Exercise directions :: Print the lines below exactly, starting at the line that contains "point at the front door handle" and ending at the line that contains "<point>910,244</point>", with both of those lines included.
# # # # #
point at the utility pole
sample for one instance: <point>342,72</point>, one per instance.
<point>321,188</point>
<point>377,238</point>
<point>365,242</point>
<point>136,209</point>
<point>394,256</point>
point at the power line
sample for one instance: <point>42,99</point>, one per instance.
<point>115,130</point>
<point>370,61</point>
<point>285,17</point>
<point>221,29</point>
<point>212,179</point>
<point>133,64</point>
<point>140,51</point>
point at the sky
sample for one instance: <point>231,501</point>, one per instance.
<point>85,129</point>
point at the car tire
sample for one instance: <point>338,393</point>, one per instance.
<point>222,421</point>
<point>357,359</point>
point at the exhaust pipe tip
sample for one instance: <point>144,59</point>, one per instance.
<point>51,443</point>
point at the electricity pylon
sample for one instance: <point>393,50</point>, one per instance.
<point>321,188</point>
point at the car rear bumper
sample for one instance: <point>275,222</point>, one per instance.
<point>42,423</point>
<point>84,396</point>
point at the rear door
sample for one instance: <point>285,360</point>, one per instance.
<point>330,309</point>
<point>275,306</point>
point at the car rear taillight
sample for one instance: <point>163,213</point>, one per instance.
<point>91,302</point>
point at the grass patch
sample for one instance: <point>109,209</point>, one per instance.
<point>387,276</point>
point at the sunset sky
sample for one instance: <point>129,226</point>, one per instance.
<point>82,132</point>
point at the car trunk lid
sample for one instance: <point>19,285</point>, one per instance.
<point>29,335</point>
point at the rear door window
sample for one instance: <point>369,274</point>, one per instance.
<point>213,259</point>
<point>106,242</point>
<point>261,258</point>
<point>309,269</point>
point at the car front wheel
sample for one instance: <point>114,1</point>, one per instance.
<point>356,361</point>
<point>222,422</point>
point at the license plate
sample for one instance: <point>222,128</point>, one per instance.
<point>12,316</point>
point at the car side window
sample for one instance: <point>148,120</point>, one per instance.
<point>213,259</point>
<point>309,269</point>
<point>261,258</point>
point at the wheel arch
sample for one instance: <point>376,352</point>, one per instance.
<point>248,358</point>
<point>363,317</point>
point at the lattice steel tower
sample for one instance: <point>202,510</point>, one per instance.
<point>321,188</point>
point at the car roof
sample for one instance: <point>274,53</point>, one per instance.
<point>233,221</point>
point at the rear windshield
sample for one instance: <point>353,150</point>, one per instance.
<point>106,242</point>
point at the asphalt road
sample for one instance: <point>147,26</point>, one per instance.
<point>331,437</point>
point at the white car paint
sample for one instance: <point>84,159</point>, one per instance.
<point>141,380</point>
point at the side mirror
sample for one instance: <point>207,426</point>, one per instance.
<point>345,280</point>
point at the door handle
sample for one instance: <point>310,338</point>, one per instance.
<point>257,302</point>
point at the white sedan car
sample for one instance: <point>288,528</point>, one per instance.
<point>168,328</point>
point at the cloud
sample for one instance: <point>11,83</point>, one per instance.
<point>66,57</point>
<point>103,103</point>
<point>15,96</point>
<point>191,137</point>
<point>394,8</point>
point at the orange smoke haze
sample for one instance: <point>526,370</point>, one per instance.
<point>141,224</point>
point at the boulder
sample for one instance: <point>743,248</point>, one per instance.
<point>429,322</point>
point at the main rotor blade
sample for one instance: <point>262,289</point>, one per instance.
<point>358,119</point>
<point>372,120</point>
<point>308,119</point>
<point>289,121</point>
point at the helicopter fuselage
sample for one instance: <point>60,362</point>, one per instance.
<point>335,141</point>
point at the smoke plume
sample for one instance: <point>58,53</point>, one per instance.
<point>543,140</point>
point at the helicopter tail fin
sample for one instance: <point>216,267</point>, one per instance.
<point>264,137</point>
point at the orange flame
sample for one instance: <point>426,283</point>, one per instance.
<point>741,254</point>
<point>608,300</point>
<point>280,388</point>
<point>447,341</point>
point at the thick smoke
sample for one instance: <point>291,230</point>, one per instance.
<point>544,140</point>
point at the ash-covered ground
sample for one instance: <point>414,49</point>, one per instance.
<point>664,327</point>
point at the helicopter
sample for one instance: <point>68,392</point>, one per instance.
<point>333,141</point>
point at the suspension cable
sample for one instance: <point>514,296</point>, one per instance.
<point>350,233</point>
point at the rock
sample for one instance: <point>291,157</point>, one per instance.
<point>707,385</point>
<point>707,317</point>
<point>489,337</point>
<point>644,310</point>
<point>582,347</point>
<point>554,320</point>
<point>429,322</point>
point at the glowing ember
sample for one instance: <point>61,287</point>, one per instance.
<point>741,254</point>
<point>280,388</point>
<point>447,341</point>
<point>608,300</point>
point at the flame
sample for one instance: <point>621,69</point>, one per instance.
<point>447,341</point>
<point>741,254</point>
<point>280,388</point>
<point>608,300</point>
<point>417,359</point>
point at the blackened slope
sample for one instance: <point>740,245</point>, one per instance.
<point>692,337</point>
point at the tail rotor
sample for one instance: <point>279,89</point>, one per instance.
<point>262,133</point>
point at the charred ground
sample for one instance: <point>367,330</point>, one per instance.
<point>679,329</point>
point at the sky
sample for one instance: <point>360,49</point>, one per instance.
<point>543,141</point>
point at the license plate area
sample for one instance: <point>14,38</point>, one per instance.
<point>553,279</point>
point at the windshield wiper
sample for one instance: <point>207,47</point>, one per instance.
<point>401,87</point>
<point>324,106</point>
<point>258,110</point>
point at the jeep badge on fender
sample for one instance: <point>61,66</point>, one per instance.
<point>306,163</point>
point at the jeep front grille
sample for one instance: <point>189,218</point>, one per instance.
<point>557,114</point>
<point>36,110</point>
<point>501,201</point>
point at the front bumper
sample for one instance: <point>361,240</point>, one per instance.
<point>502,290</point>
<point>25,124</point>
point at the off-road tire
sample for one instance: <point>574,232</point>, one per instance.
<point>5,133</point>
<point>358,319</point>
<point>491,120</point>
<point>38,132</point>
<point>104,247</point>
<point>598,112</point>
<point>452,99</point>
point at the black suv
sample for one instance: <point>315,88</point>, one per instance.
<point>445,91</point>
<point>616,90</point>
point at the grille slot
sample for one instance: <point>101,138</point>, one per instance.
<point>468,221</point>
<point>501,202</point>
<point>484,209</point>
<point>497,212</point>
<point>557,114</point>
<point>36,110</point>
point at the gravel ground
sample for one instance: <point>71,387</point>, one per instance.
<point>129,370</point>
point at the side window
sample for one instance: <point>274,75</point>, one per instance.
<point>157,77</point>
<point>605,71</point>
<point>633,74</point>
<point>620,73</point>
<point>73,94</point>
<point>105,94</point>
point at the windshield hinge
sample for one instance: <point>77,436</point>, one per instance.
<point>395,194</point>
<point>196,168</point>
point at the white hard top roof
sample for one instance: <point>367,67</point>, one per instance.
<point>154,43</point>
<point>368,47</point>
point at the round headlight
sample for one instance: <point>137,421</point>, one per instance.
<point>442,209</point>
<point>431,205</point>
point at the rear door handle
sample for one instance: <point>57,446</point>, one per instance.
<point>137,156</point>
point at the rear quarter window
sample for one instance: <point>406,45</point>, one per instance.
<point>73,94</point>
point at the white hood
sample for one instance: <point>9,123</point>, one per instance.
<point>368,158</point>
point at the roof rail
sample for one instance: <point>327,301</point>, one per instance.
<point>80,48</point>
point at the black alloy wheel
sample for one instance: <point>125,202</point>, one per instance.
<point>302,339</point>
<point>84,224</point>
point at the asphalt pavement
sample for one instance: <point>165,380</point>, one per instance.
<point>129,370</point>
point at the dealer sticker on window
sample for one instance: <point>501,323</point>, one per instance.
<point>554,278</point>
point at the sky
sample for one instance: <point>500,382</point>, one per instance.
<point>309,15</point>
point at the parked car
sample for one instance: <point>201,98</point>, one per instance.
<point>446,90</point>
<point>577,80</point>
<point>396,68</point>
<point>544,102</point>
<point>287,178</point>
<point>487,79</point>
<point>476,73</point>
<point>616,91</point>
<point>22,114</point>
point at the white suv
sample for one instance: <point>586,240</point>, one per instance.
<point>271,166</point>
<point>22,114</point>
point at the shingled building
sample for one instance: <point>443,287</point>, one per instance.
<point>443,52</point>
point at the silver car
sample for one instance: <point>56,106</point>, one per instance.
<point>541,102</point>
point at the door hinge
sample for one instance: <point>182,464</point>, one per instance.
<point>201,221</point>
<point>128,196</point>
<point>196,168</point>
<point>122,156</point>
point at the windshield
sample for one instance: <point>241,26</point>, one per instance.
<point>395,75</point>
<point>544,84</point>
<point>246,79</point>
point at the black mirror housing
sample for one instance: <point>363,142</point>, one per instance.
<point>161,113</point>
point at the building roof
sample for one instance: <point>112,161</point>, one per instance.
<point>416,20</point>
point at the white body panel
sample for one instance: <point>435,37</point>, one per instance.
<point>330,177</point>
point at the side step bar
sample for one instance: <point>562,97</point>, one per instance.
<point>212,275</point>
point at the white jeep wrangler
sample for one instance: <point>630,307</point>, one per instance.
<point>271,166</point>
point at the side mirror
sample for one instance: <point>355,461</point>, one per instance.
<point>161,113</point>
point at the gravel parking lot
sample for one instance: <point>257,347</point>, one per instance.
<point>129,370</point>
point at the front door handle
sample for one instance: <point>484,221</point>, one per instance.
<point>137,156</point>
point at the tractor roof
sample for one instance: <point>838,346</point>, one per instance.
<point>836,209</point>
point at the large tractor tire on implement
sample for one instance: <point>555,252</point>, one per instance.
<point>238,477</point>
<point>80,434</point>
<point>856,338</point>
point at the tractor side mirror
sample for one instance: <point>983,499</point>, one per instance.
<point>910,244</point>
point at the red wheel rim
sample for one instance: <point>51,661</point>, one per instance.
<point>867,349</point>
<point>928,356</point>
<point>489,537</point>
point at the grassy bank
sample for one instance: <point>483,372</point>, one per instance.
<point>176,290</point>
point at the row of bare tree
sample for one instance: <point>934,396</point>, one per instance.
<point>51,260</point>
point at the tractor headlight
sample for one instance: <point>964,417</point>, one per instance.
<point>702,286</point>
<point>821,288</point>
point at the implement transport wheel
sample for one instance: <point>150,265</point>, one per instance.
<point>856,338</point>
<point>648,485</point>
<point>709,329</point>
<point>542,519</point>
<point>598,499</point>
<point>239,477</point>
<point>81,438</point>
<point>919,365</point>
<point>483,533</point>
# # # # #
Solution for this task ::
point at the front door handle
sample for one instance: <point>484,221</point>, one per instance.
<point>137,156</point>
point at the tractor roof
sample for one instance: <point>838,346</point>, one per instance.
<point>836,209</point>
point at the large tractor tire on implement
sample for one instance: <point>555,252</point>, one per instance.
<point>238,477</point>
<point>80,434</point>
<point>856,338</point>
point at the tractor side mirror
sample for one instance: <point>983,499</point>, one per instance.
<point>910,244</point>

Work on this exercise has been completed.